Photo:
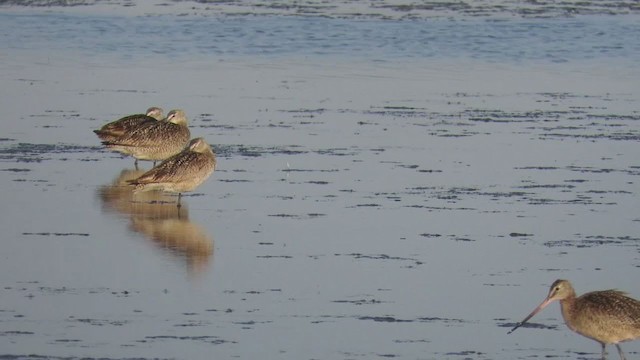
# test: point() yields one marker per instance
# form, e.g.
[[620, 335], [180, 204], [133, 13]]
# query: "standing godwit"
[[115, 129], [182, 172], [154, 140], [608, 317]]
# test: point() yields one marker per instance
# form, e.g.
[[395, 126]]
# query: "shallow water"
[[373, 199]]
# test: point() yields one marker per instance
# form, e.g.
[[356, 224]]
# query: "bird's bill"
[[546, 302]]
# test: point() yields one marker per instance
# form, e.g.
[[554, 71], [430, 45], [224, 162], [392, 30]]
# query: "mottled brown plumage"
[[608, 317], [180, 173], [118, 128], [157, 140]]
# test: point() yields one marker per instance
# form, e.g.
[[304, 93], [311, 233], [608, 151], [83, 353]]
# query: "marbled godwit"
[[608, 317], [115, 129], [154, 140], [180, 173]]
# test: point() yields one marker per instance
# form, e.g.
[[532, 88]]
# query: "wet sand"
[[413, 209]]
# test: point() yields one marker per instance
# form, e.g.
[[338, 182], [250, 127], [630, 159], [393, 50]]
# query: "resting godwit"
[[180, 173], [115, 129], [608, 317], [157, 140]]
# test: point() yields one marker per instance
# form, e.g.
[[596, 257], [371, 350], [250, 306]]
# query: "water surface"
[[387, 188]]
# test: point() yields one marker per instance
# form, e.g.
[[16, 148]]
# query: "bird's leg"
[[620, 352]]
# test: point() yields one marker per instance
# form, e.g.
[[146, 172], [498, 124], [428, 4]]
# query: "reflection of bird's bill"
[[542, 305]]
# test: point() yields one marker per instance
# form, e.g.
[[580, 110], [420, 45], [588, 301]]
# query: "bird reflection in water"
[[155, 215]]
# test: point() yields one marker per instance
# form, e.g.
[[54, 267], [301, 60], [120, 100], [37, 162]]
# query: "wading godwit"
[[115, 129], [608, 317], [154, 140], [180, 173]]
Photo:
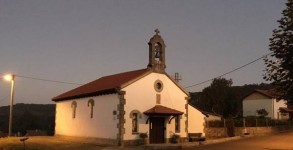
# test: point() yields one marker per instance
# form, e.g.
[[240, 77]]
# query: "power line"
[[33, 78], [46, 80], [229, 71]]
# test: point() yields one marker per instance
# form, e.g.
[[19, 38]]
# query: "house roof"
[[103, 85], [268, 93], [162, 110], [284, 109]]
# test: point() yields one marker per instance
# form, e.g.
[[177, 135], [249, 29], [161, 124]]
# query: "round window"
[[158, 85]]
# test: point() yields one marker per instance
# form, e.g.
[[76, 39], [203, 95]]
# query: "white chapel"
[[114, 109]]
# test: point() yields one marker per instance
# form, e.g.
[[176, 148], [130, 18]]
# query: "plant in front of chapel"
[[174, 138], [143, 137]]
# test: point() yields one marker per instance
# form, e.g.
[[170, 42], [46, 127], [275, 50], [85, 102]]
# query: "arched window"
[[73, 106], [177, 124], [91, 104], [134, 115]]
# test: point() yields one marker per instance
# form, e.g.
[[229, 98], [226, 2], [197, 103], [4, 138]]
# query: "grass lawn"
[[45, 143]]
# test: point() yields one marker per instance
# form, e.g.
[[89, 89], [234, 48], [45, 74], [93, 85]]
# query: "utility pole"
[[177, 77]]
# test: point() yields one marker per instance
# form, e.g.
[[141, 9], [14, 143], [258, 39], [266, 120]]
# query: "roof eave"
[[103, 92]]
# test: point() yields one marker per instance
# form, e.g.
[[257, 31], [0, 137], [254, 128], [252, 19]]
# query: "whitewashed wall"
[[141, 96], [102, 125], [277, 105], [195, 120]]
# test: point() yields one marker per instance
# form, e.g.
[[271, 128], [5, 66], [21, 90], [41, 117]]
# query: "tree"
[[262, 112], [219, 97], [279, 67]]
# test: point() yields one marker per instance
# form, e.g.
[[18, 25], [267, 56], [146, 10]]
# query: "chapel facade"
[[115, 109]]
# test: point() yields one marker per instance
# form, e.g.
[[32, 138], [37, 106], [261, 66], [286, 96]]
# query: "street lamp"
[[10, 77]]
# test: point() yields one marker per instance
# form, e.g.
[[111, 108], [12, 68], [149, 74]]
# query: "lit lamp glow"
[[10, 77]]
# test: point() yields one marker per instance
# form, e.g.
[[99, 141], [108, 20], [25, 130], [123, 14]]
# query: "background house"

*Assignment*
Every record must be copied exactly, with the pictures left out.

*Finished task*
Photo:
# test: point() yields one marker per instance
# form, e.g.
[[620, 335], [180, 204], [133, 13]]
# query: "standing godwit"
[[115, 129], [182, 172], [154, 140], [608, 317]]
# test: point() yields one marker per instance
# form, e.g.
[[395, 126]]
# query: "shallow water"
[[373, 199]]
# test: point() yields one marker per instance
# form, e.g.
[[356, 224]]
# query: "bird's bill"
[[546, 302]]
# test: point() yields one marker per instance
# form, e.g.
[[554, 71], [430, 45], [224, 162], [392, 30]]
# query: "mottled brown plumage"
[[608, 317], [180, 173], [118, 128], [157, 140]]
# test: point() yields one marker per instance
# form, e.g.
[[304, 93], [311, 233], [608, 151], [83, 353]]
# query: "marbled godwit"
[[608, 317], [115, 129], [154, 140], [180, 173]]
# test: point() yields one marker per instance
# form, e.g.
[[532, 88]]
# query: "wet sand"
[[413, 209]]
# test: point() yields one marker per instance
# form, e.g.
[[338, 182], [250, 127], [630, 159], [393, 50]]
# query: "resting godwit"
[[180, 173], [115, 129], [608, 317], [157, 140]]
# test: point() yields one marker per instance
# form, e.g.
[[596, 257], [371, 350], [250, 306]]
# query: "water surface"
[[387, 188]]
# test: point() yields one marker per instance
# form, e.g.
[[16, 148]]
# query: "bird's leg"
[[620, 352]]
# test: point() yields one marker per instance
# form, e.g.
[[146, 172], [498, 124], [428, 4]]
# query: "reflection of bird's bill"
[[542, 305]]
# test: point() yields one marker per instance
# form, e.g.
[[580, 110], [420, 45], [588, 301]]
# query: "bird reflection in water"
[[155, 215]]
# test: point() yields one marker per instance
# form, e.g.
[[54, 267], [301, 60], [120, 100], [37, 162]]
# query: "wading godwit"
[[115, 129], [608, 317], [154, 140], [180, 173]]
Photo:
# test: point() yields one marker per instance
# form, e.g.
[[240, 77]]
# query: "power line"
[[33, 78], [46, 80], [229, 71]]
# test: point() yields one marker per instance
# form, e.g.
[[19, 38]]
# query: "house roof"
[[103, 85], [268, 93], [162, 110], [284, 109]]
# test: point() yields one marker per instance
# form, e.g.
[[177, 135], [249, 29], [161, 124]]
# query: "round window"
[[158, 85]]
# test: point() yields one marker per instance
# form, e.g.
[[76, 39], [203, 95]]
# query: "white chapel"
[[114, 109]]
# test: point() yields one marker per instance
# form, e.g.
[[176, 148], [130, 18]]
# query: "plant in front of chapel"
[[174, 138], [143, 137]]
# test: point() yields one marker per instance
# form, e.g.
[[170, 42], [46, 127], [275, 50], [85, 102]]
# query: "arched window"
[[73, 106], [177, 124], [91, 104], [134, 115]]
# test: point() yields one marker per instance
# form, e.g.
[[229, 98], [226, 2], [197, 103], [4, 138]]
# query: "grass lawn"
[[45, 143]]
# test: point() yields one marker per instance
# form, e.g.
[[89, 89], [234, 48], [45, 74], [93, 85]]
# query: "utility pole"
[[177, 77]]
# test: point() yields one marker per instance
# form, e.g.
[[141, 9], [14, 143], [258, 39], [266, 120]]
# query: "roof eave"
[[103, 92]]
# test: point() yields one marker per instance
# form, e.g.
[[257, 31], [0, 137], [254, 128], [252, 19]]
# query: "whitewashed wall"
[[141, 96], [102, 125], [277, 105], [195, 120]]
# test: point() yields one marker per instance
# form, e.g.
[[271, 128], [5, 66], [21, 90], [41, 117]]
# query: "tree"
[[262, 112], [219, 97], [279, 67]]
# test: point() yields one marker per instance
# form, e.g.
[[18, 25], [267, 56], [146, 10]]
# query: "chapel facade"
[[115, 109]]
# test: point() yields one marker per instance
# form, e.g.
[[32, 138], [37, 106], [261, 66], [286, 96]]
# query: "street lamp"
[[10, 77]]
# test: point() yields one marker per instance
# form, e.g.
[[111, 108], [12, 68], [149, 74]]
# query: "lit lamp glow"
[[10, 77]]
# test: point() yields one marker per instance
# form, e.g.
[[99, 141], [108, 20], [25, 130], [123, 14]]
# query: "background house"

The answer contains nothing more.